Short task — Please return every line of the items below that contains the string "grass". Case counts.

[Stored records]
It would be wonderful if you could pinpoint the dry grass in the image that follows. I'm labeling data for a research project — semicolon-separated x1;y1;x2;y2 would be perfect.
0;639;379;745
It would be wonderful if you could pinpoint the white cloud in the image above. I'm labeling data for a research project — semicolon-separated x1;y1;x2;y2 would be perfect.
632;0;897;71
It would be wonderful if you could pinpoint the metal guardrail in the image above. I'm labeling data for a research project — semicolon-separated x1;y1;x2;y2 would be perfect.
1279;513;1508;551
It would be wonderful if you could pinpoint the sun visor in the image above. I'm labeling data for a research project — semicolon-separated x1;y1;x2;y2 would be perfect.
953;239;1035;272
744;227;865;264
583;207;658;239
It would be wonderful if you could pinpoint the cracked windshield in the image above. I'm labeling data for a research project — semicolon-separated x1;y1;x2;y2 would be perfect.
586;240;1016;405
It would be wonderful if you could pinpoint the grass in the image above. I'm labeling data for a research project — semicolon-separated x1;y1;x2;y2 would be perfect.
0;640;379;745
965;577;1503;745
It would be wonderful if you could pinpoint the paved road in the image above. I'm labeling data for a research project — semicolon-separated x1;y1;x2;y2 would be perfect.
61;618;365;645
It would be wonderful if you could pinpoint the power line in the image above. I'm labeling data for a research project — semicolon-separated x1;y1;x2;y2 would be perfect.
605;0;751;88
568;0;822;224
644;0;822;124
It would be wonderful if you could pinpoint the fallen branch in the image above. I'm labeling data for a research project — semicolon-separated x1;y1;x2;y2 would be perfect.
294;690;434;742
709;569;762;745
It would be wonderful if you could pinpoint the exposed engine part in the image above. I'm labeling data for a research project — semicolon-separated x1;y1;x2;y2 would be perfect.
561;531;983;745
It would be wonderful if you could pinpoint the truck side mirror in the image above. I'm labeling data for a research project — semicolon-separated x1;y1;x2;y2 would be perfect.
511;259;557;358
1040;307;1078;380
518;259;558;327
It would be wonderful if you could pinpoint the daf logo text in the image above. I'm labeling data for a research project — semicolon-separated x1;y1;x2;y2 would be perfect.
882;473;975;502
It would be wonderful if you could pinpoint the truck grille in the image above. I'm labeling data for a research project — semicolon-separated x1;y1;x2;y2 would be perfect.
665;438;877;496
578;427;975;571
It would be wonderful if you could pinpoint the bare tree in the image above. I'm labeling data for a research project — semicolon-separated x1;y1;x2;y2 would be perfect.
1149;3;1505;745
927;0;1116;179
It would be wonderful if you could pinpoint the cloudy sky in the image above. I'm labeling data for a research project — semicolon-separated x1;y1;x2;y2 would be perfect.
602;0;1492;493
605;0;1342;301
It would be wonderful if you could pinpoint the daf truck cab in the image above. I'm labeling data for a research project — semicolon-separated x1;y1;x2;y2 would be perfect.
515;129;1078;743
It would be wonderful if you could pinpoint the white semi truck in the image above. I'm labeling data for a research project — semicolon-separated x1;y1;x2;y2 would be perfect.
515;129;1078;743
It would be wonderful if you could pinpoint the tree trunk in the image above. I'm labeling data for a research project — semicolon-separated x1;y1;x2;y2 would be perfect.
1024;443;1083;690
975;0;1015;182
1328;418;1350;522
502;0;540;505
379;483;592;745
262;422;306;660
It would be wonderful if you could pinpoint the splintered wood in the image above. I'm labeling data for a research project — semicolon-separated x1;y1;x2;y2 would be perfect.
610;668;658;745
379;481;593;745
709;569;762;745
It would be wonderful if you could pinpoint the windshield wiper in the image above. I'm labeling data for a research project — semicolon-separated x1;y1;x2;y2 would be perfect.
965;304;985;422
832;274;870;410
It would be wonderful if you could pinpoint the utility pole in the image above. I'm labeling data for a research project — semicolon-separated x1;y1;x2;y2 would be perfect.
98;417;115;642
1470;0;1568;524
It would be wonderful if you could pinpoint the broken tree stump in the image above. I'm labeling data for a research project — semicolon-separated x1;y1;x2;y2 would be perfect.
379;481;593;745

Correct response —
It would be wonderful if you could pinpoint the dry grass in the image that follows. I'm labeling data for a research project — semicolon-separated x1;y1;x2;y2 would be perfect.
It would be wonderful if you could pinpoint the grass in the image above. I'm labeling data for a research project — semicolon-separated x1;y1;x2;y2 would be perfect.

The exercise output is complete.